* **What you should do**
An exact reproduction of every record is required.

* **Data for review**

BEGIN

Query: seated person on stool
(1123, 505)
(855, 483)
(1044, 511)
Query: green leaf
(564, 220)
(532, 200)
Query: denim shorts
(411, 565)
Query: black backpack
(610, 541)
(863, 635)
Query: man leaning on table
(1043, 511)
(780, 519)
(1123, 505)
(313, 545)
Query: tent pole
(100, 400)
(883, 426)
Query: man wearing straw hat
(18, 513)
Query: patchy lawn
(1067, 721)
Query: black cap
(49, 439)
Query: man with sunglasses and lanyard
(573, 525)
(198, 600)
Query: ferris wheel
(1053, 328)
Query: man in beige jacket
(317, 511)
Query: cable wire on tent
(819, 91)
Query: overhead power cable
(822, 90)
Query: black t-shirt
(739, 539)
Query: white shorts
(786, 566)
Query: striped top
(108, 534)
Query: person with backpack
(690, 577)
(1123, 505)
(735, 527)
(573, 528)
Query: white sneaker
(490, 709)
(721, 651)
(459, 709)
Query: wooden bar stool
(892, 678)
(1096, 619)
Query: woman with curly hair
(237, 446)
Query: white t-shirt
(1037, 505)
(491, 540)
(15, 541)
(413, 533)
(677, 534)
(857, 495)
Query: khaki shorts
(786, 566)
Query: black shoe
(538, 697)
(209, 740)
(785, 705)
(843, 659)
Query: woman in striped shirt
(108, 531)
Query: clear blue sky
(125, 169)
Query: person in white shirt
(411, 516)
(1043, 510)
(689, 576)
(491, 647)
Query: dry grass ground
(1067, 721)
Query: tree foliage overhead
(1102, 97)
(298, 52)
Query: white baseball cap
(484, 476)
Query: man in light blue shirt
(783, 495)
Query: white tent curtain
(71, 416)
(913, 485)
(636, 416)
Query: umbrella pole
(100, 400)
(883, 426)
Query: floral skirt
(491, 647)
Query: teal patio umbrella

END

* **Task response**
Query: seated person on stool
(1123, 505)
(855, 483)
(1044, 511)
Query: green leaf
(564, 220)
(532, 200)
Query: denim shorts
(411, 565)
Query: black backpack
(610, 541)
(863, 635)
Query: man leaning on table
(1043, 511)
(780, 519)
(1123, 505)
(313, 545)
Query: tent pole
(100, 400)
(883, 426)
Query: man wearing straw hat
(18, 513)
Query: patchy lawn
(1067, 721)
Query: black cap
(49, 439)
Query: man with sunglasses and lanyard
(573, 525)
(198, 600)
Query: ferris wheel
(1053, 328)
Query: man in beige jacket
(317, 511)
Query: cable wire on tent
(819, 91)
Query: overhead power cable
(822, 90)
Query: black t-shirt
(739, 539)
Query: white shorts
(786, 566)
Query: striped top
(108, 534)
Query: person with backpack
(690, 577)
(1123, 505)
(735, 527)
(573, 528)
Query: white sneaker
(490, 709)
(721, 651)
(459, 709)
Query: wooden bar stool
(892, 678)
(1096, 619)
Query: woman with curly hair
(237, 446)
Query: white t-shirt
(1037, 505)
(491, 540)
(15, 541)
(413, 533)
(677, 534)
(857, 495)
Query: khaki shorts
(786, 566)
Query: black shoe
(538, 697)
(209, 740)
(785, 705)
(843, 659)
Query: woman in striped shirt
(108, 531)
Query: clear blue sky
(125, 169)
Query: person in white shirt
(411, 516)
(1043, 510)
(689, 576)
(491, 647)
Query: dry grass ground
(1067, 721)
Query: tree foliage overhead
(1102, 97)
(298, 52)
Query: white baseball cap
(484, 476)
Query: man in light blue shirt
(783, 495)
Query: white tent curtain
(71, 416)
(913, 485)
(636, 416)
Query: umbrella pole
(100, 400)
(883, 426)
Query: floral skirt
(491, 647)
Query: teal patio umbrella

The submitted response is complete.